-- Liste des tâches --
1. Répondez en quelques mots à ces questions sur l'entretien avec Nicolas Godin :
(a) Quel est le titre du premier album solo de Nicolas Godin, et chez qui paraît-il ?
(b) Au cours de quel événement le groupe a-t-il fait la connaissance de Brian Reitzell ?
(c) Dans quelles circonstances le groupe a-t-il rencontré Sofia Coppola pour la première fois ?
2. Poursuivez l'entretien avec Nicolas Godin après sa dernière ligne.

Tous les cinéphiles le savent : sans la musique magique du groupe Air (Nicolas Godin et Jean-Benoît Dunckel), The Virgin Suicides, le film culte de Sofia Coppola, n’aurait jamais eu la même grâce géniale, le même impact. Quelques mois après la réédition en coffret collector de la bande originale de The Virgin Suicides, et à l’occasion de la parution chez Because, cette semaine (le 18 septembre exactement), de Contrepoint, le premier album solo très réussi de Nicolas Godin, AFAP a eu envie d’en savoir plus. Cet esthète perfectionniste et dandy discret, qui partage avec le Suédois Jay-Jay Johanson et le Japonais Ryuichi Sakamoto la même virtuosité dans l’art de conjuguer l’ancien et le moderne, la mélancolie et la beauté, a répondu à quelques questions. A propos de la création de cette BO emblématique, de son album, de ses influences, de sa manière de travailler, et de ses goûts en matière de cinéma.
Photo Mathieu Cesar
AFAP : En préambule à Virgin Suicides, comment s’est effectuée la rencontre avec Sofia Coppola ?
Nicolas Godin : Nous sommes allés à Los Angeles début 1998 pour tourner le clip de « Kelly Watch The Stars » et de « All I Need » (deux morceaux qui figurent, comme le fameux « Sexy Boy », sur l’album Moon Safari, publié en 1998 — NdA). Nous avons rencontré, par l’intermédiaire du réalisateur de films et de clips Mike Mills (qui partageait un bureau avec le frère de Sofia), toute la scène musicale de L. A. Et c’est lors d’une fête au Chateau Marmont, dans la suite de Mike, que nous avons fait la connaissance de Brian Reitzell, batteur incroyable, mais aussi music supervisor sur le film en préparation, The Virgin Suicides. Nous avons monté un groupe avec les musiciens de Beck pour partir en tournée, engagés Brian comme batteur, et à la fin des répétitions, nous avons organisé un concert pour les intimes dans notre local de répétition dans la Vallée. C’est là que nous avons rencontré Sofia pour la première fois. Le lendemain nous allions avec elle chez Paramount si je me souviens bien, pour voir les rushes.
AFAP : Vous a-t-elle donné des indications ou bien laissé carte blanche ?

-- Données fournies --
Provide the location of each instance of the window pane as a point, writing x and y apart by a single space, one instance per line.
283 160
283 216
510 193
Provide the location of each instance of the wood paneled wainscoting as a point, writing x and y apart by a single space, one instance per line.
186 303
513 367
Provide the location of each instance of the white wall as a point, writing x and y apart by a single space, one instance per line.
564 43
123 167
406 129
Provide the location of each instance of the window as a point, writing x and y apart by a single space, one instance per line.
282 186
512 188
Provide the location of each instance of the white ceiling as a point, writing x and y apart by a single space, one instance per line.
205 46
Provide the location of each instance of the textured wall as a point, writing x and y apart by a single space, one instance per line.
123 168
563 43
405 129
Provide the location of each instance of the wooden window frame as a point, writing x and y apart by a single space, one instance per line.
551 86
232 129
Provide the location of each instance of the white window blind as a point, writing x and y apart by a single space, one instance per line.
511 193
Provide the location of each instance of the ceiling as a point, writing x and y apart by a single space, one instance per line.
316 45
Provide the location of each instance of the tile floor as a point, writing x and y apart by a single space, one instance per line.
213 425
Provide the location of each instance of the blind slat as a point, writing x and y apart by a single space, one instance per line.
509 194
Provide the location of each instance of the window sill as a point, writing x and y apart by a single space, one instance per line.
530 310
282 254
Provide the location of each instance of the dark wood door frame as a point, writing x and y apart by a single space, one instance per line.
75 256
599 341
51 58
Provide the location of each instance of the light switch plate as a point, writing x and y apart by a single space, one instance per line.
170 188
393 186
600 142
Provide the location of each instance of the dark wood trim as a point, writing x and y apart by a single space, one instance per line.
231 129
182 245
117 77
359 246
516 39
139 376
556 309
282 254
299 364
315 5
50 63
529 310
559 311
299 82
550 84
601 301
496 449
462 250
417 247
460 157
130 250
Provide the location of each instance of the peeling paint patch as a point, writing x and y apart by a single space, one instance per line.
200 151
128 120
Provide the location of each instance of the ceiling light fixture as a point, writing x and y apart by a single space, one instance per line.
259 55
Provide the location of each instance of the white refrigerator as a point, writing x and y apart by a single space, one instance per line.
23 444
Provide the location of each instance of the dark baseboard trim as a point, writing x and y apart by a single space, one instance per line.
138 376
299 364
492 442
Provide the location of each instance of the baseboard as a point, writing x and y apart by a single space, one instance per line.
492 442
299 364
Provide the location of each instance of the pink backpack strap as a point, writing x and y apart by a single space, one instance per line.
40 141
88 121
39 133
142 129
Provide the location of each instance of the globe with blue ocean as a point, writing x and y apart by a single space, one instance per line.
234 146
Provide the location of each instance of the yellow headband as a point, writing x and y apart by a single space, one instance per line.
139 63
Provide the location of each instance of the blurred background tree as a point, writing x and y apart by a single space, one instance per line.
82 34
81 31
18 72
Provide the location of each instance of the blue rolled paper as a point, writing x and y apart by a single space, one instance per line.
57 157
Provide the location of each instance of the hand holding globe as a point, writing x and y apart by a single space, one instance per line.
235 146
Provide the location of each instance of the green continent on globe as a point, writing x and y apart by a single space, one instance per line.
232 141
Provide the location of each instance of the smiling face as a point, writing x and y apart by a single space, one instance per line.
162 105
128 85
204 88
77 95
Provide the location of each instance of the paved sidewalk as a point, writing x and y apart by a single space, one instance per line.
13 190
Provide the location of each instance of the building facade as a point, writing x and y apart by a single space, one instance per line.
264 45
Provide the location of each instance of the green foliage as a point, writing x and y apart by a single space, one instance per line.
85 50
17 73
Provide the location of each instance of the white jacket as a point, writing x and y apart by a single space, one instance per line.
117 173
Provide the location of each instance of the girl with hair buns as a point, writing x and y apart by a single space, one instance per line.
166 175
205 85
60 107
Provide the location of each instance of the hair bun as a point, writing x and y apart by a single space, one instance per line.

-- Réponses attendues --
1.
(a) Contrepoint, chez Because.
(b) Lors d'une fête au Chateau Marmont, dans la suite de Mike.
(c) Lors d'un concert pour les intimes, organisé dans leur local de répétition dans la Vallée à la fin des répétitions.

2.
NG : Carte blanche ! On recevait les rushes, à l’époque sur des VHS, et nous improvisions sur les images. Nous avions déjà l’idée de faire un album à partir de ces enregistrements, un album qui pourrait être écouté sans nécessairement voir le film. C’est la raison pour laquelle il y a plus de morceaux sur le disque que dans le film.
AFAP : Quelle a été votre réaction en découvrant le film monté pour la première fois ? Etait-il à la hauteur de vos espérances ?
NG : Oui. Cela dit, j’ai été très surpris car c’est la première fois que je travaillais pour le cinéma, et j’ai compris ce soir-là l’art du montage. Les rushes étaient vraiment d’une noirceur extrême, et le film arrive souvent à trouver une certaine forme de légèreté assez éloignée du roman original. J’ai été assez déstabilisé. Si je me souviens bien, c’était au Festival de Cannes.
AFAP : Aviez-vous le sentiment en travaillant dessus, que ce film était « spécial », et qu’il serait culte pour toute une génération ?
NG : Non. Nous avions une forme d’innocence qui nous a préservés de toute forme de spéculation sur l’avenir du film. De plus, Sofia n’avait jamais fait de long-métrage. Comme de notre côté, nous n’avions jamais fait de musique de film, je crois qu’aucun d’entre nous n’a compris sur le moment que nous étions chacun de notre côté en train de concevoir un « classique ».
AFAP : N’est ce pas une sorte de piège d’avoir signé d’emblée une BO si typée, qui fait que des réalisateurs qui sollicitent Air depuis, attendent généralement de vous quelque chose « à la Virgin Suicides ».
NG : C’est vrai ! Depuis, chaque fois que nous sommes approchés pour une BO, on nous demande de refaire « Highschool Lover », avec le piano et les accords de violons.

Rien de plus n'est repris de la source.